Items from a labeling collection —
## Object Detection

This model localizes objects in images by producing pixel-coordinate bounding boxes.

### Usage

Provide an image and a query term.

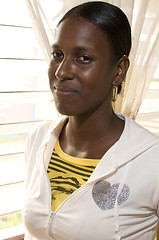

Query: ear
[113,55,130,86]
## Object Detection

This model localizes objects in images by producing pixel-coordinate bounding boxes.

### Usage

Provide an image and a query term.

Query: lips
[54,85,77,96]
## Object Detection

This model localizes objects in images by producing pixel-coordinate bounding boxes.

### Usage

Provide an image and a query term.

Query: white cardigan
[23,114,159,240]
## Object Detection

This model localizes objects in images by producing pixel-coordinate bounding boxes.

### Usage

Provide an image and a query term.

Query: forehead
[55,17,110,51]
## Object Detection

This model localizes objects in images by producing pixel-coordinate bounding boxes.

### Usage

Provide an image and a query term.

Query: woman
[23,1,159,240]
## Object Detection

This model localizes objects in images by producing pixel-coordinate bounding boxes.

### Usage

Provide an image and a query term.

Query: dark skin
[48,17,129,159]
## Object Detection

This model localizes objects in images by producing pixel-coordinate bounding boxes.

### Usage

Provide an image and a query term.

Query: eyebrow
[52,44,93,51]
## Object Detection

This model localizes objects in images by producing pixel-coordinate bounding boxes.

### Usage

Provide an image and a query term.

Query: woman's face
[48,17,116,116]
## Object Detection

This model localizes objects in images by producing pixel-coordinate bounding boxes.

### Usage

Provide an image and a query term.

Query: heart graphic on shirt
[92,181,130,210]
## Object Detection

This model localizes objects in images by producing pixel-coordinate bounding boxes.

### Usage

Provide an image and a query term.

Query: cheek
[48,64,55,87]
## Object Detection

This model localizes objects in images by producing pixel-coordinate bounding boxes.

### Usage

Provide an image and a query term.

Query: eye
[77,55,92,63]
[52,50,64,61]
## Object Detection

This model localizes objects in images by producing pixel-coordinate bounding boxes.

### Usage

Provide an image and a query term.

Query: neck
[60,106,124,158]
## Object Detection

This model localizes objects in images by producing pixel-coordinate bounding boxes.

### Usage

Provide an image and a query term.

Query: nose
[55,58,74,81]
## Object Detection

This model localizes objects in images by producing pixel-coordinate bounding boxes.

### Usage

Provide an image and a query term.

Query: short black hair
[58,1,131,59]
[58,1,131,93]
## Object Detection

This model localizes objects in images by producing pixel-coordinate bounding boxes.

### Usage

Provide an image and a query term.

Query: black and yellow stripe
[47,140,99,211]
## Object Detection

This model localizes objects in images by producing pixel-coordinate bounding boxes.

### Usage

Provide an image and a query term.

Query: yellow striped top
[47,139,100,211]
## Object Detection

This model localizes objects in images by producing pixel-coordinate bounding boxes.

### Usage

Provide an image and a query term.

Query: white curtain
[26,0,159,119]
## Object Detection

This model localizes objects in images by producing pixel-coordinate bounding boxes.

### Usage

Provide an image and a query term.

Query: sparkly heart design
[92,181,130,210]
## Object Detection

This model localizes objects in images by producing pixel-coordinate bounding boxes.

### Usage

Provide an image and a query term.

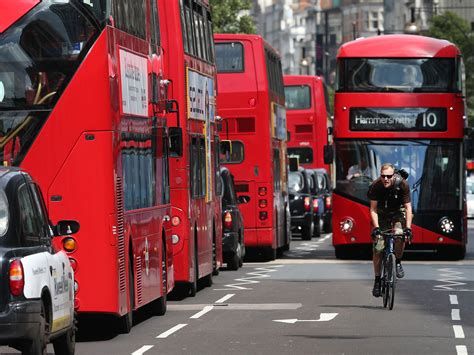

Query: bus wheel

CHALLENGE — Please report each line in the entries above that contains the word "black", copying every such line in full.

REPLY —
Query: short black hair
Query: black and yellow stripe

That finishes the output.